++++ Input data ++++
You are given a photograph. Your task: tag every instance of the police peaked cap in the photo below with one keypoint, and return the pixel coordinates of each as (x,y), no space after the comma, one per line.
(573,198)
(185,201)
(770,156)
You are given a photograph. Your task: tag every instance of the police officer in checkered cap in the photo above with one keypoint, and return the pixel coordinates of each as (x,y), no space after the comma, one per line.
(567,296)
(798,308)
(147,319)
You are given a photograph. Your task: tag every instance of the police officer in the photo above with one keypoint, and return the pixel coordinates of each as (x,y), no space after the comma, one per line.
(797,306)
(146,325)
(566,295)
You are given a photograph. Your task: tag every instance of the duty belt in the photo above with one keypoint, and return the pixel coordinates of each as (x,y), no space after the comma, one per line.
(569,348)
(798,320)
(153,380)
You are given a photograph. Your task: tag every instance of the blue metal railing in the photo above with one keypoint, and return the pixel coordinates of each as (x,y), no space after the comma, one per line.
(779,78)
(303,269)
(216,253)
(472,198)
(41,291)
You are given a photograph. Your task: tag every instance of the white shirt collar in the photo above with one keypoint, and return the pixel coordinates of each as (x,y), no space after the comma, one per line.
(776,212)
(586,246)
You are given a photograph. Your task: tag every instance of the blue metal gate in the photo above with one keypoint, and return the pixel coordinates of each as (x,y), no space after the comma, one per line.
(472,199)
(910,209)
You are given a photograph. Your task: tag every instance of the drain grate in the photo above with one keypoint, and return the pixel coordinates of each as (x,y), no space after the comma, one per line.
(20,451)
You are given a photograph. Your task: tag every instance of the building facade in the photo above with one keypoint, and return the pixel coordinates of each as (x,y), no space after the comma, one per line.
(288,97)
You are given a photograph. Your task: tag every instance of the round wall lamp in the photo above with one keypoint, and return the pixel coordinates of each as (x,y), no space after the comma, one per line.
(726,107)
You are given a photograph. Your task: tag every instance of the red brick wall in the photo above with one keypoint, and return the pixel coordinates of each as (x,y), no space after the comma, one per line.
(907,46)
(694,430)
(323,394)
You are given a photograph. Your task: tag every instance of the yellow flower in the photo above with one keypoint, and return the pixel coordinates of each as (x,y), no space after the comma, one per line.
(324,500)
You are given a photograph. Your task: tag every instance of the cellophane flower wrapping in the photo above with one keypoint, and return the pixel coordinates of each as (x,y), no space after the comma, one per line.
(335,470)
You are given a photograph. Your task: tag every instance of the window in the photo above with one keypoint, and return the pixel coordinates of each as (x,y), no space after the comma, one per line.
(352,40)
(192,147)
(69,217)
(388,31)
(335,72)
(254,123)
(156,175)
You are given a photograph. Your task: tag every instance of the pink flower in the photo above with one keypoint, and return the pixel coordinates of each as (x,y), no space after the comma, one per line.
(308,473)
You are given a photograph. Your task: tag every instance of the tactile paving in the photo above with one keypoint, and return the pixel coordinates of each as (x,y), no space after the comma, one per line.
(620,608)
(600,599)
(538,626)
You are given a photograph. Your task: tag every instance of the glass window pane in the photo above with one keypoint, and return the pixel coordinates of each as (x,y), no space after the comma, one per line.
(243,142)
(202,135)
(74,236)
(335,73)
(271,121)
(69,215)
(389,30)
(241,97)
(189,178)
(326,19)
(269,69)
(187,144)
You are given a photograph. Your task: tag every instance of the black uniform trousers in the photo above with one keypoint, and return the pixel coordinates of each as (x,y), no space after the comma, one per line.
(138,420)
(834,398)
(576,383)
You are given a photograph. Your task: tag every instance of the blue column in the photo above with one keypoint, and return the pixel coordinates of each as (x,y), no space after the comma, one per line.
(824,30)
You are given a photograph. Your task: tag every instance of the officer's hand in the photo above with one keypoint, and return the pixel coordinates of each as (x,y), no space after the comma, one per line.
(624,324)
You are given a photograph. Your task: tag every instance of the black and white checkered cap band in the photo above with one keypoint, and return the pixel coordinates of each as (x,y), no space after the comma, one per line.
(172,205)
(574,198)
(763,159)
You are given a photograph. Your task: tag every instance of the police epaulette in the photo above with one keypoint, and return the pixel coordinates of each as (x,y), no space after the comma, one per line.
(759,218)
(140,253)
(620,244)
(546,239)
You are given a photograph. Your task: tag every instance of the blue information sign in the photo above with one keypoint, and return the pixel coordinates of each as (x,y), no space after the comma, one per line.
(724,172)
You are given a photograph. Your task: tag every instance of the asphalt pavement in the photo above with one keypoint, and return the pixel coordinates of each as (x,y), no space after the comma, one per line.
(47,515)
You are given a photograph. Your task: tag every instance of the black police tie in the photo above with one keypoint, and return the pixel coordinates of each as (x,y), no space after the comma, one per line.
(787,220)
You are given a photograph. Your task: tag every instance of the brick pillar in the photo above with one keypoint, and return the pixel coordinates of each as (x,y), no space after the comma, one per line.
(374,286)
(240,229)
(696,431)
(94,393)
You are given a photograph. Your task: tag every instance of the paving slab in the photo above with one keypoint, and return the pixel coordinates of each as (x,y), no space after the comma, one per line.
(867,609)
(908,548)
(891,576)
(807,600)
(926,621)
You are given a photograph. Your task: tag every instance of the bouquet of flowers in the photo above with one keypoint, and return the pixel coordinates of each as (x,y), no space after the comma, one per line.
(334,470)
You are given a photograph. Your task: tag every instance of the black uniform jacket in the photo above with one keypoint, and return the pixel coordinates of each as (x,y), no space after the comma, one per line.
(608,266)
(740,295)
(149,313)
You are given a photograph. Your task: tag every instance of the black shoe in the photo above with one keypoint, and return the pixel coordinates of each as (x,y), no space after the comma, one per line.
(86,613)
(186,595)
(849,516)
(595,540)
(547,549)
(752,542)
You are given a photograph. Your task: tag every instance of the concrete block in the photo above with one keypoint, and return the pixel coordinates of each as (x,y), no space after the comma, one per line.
++++
● Aim: Would you restate each of the entries word for word?

● Answer to this exercise:
You are given a photograph. Your task: tag every instance of the police peaked cap in the photo below with one keypoint, and return the pixel coordinates of each as (x,y), no space after the comma, one per line.
(573,198)
(185,201)
(770,156)
You are given a photograph. Your task: tag every instance of the police officer in checkered cap in the photo above with one keypoint, and return the pixel coordinates of each as (x,y), no space after the comma, one per line.
(567,296)
(798,308)
(147,319)
You are given a photograph. Your task: tag every instance of the police officer in the photo above with one keypoint, and return the pixel coordinates of each as (x,y), no space after the comma, one per line.
(797,306)
(146,325)
(566,295)
You are given a photograph. Your task: tag every instance of the duty belt in the photo above with one keypoint, and return the pixel coordinates of each as (x,y), no space after the comma, one per line.
(569,348)
(798,320)
(153,380)
You are given a photograph. Your task: tag every instance of the blue metal railing in the photo above with one keypoint, and return the pixel coordinates of each as (x,y), no space after the comma, one per line.
(779,78)
(303,269)
(216,253)
(472,198)
(41,291)
You are given a photograph. Your task: tag every instance of the white shirt collar in the photo above with one keypoint, and return the pixel coordinates of each as (x,y), no space after the comma, one per line.
(776,212)
(586,246)
You are given a photograph. Your task: tag every instance of the blue metal gate in the photo above with one keypoint, and return the pixel coordinates of each as (x,y), no space after the comma, one per line.
(472,199)
(910,209)
You are given a photograph. Your task: tag every instance of the drain grate in the photo above with one keypoint, and return the pixel coordinates of each as (x,y), no space after the comma, one per line.
(20,451)
You are given a photograph. Your task: tag every instance of the building facade in the photo above with one keypoint, and return the pixel coordinates of each as (x,y), no space after the comma, one per line.
(288,97)
You are given a photograph. Your task: tag every instance of the round wall lamp in the photo above with one keypoint, and return the pixel coordinates of each as (x,y), no space after the comma, one per line.
(726,107)
You are given a photograph. Your task: tag every instance of the red brick wall in the photo above with one keypoint, and return the pixel coordinates of each as (x,y), no space after the comma, one per line.
(907,46)
(694,430)
(323,394)
You are given a photograph. Your task: tag every instance of the yellow flower in the photo above with one keypoint, and return the pixel coordinates of each as (x,y), no space after the comma, one per line.
(324,500)
You are given a photograph. Your task: tag every instance of the cellophane flower wrapping in the photo above with one keypoint, and return the pixel coordinates of each as (x,y), no space after the comma, one per line.
(335,470)
You are given a photograph. Your task: tag every instance of the window in the photo above with one keypoint, and return the pixel coordinates of each as (x,y), no space after the comma, one per line.
(352,40)
(192,147)
(69,217)
(388,31)
(335,72)
(254,123)
(156,175)
You are given a photograph. Your task: tag every instance of the pink flower in the photo above with one keypoint, and return the pixel coordinates of each as (x,y), no space after the comma, one per line.
(308,473)
You are given a photograph. Your task: tag every instance of the tactile paving in the photo above with one keypoint, and return the pixel coordinates of each as (x,y), no space after the comma, one per line.
(620,608)
(600,599)
(538,626)
You are given a photograph. Your task: tag every instance of the glass window pane in the photo above with one keypoint, and return the pixel coordinates of each as (x,y), no space after the comma, one per line.
(243,142)
(202,135)
(74,236)
(335,73)
(271,121)
(69,215)
(389,30)
(241,97)
(189,178)
(326,19)
(269,69)
(187,144)
You are given a photograph. Your task: tag every instance of the black uniform trousers in the photo above with one keypoint, and return the pixel coordinates of each as (x,y), no space after the comma, one per line.
(138,420)
(834,398)
(576,383)
You are given a photograph. Your task: tag every instance of the blue column in the photo above with one keypoint, and return the pixel coordinates of each as (x,y), no space after the comma, one per line.
(824,30)
You are given a photograph. Your task: tag every instance of the officer's hand in the photo above with one keypoint, and return the pixel coordinates of each as (x,y), no space after the comma, one per line.
(624,324)
You are given a photograph. Your task: tag every instance of the black and white checkered cap band in the photo above with one keypoint, and return the pixel coordinates of each as (x,y), no space after the comma, one per line.
(172,205)
(574,198)
(763,159)
You are given a photograph. Your task: tag every instance of the police epaulette in the photo above with one keypoint, and return the pixel coordinates of each as (x,y), no space after the comma, one per line.
(759,218)
(140,253)
(620,244)
(546,239)
You are given a photograph. Your task: tag every instance of the blue information sign in the photo above with one keypoint, and return the pixel coordinates of each as (x,y), no space after the comma, one per line.
(724,172)
You are given a photograph. Your task: tag every instance of the asphalt pavement in the photo above with one keypoint, and return the pixel coordinates of each as (x,y), no space after the comma, one per line.
(47,515)
You are given a photograph. Your task: tag every instance of the black police tie in the photo above with one keypoint, and return the pixel coordinates of each as (x,y), no space after the comma, one per line.
(787,220)
You are given a photograph. Your task: tag every instance of the brick pillar in the photo above with one keypoint, and return the pixel coordinates of each as (x,y), no space after the comma, one per line.
(374,286)
(240,229)
(696,431)
(94,393)
You are given a photograph. Your task: tag every instance of the paving slab in the photo above with one keypoint, and return the pixel coordinates of each as (x,y), no space after the comma, one per line.
(867,609)
(908,548)
(891,576)
(807,600)
(926,621)
You are given a photograph. Your task: tag every instance of the bouquet of flowers in the photo above with one keypoint, and return the pixel coordinates of each as (x,y), no space after the comma, one per line.
(334,470)
You are given a photograph. Your task: tag every instance of the black uniform jacket in the photo above with one keypoint, and return the pixel coordinates of each as (x,y), no space after the comma, one per line.
(608,266)
(740,295)
(149,313)
You are given a photograph. Your task: tag every instance of the black shoe in the photo above with one keypoint, and return the pixel coordinates of each as (x,y), no space after the comma, one per line.
(86,613)
(186,595)
(849,516)
(595,540)
(547,549)
(752,542)
You are given a photograph. Your task: tag every instance of the concrete block in the photo above with one keypoint, and return the pixel coordinates of each as (x,y), no space after the comma, one per line.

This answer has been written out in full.